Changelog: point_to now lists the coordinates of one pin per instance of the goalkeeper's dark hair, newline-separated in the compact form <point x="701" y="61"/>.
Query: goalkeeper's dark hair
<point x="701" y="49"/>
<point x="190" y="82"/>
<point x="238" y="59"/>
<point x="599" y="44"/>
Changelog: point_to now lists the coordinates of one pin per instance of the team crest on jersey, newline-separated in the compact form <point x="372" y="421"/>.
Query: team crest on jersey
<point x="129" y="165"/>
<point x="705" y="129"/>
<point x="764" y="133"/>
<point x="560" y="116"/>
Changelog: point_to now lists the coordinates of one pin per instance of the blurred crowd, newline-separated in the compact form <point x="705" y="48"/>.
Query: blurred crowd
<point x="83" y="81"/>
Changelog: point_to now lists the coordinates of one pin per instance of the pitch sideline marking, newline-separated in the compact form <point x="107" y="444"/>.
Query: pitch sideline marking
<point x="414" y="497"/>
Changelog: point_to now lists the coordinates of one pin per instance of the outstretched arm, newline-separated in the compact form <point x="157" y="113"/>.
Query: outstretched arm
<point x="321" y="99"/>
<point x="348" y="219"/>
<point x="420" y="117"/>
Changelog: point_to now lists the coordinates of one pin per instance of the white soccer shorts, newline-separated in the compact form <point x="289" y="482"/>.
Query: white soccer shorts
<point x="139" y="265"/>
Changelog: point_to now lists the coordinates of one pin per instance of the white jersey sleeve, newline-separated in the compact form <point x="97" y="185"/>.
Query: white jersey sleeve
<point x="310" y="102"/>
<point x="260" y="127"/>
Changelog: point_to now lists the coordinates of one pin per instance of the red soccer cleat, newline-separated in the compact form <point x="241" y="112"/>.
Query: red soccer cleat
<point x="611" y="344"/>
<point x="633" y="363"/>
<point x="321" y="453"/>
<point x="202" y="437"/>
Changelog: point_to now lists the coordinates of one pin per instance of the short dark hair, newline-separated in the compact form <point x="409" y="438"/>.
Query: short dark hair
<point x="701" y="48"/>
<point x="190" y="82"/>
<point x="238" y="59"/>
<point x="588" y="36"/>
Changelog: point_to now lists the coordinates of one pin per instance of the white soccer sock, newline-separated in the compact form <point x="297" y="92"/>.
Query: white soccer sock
■ ■ ■ ■ ■ ■ ■
**WORK TO BE COMPLETED:**
Each record must be transcribed exactly, with nothing left out.

**OUTPUT FOR THIS TASK:**
Changelog: point_to now lists the coordinates of one pin per instance of the goalkeeper's dark hair, newline-separated in the compact form <point x="701" y="61"/>.
Query: goalkeeper's dark hair
<point x="701" y="49"/>
<point x="190" y="82"/>
<point x="238" y="59"/>
<point x="599" y="44"/>
Changelog: point_to now lists the coordinates of one pin per instance of the team crest on jersey, newline-separated in the compact form <point x="372" y="421"/>.
Query: team crest on jersey
<point x="129" y="165"/>
<point x="705" y="129"/>
<point x="764" y="133"/>
<point x="560" y="116"/>
Changelog: point_to now lists the coordinates of one pin per instance of the blurred crowd, newline-separated in the compact form <point x="705" y="48"/>.
Query: blurred crowd
<point x="83" y="81"/>
Changelog: point_to now lists the coordinates of one pin per instance of the pitch sideline marking, newline-separated in the compact form <point x="107" y="444"/>.
Query: pitch sideline marking
<point x="414" y="497"/>
Changelog: point_to now lists the coordinates of one pin per instance of the outstretched arm, newline-separated in the compact form <point x="157" y="113"/>.
Query: outstretched arm
<point x="321" y="99"/>
<point x="348" y="219"/>
<point x="420" y="117"/>
Changelog: point_to now lists the coordinates of one pin per instance of the white soccer shorts, newline-separated in the compact form <point x="289" y="482"/>.
Query: white soccer shorts
<point x="139" y="265"/>
Changelog: point_to now lists the coordinates of one pin per instance of the white jersey sleeve, newline-separated in the compact form <point x="97" y="185"/>.
Query: white jersey sleeve
<point x="310" y="102"/>
<point x="260" y="127"/>
Changelog: point_to now lists the coordinates of one pin per instance of the red soccer cleat, newline-separated in the compact form <point x="241" y="112"/>.
Query: red soccer cleat
<point x="611" y="344"/>
<point x="633" y="363"/>
<point x="321" y="453"/>
<point x="202" y="437"/>
Changelog: point_to now lists the coordinates of one pin per instance of the short dark hair, newline-separated in the compact form <point x="409" y="438"/>.
Query: short dark hair
<point x="701" y="48"/>
<point x="190" y="82"/>
<point x="238" y="59"/>
<point x="588" y="36"/>
Changelog: point_to now lists the coordinates of one pin per instance of the white soccer sock, newline-separated in the compact form <point x="297" y="92"/>.
Query: white soccer sock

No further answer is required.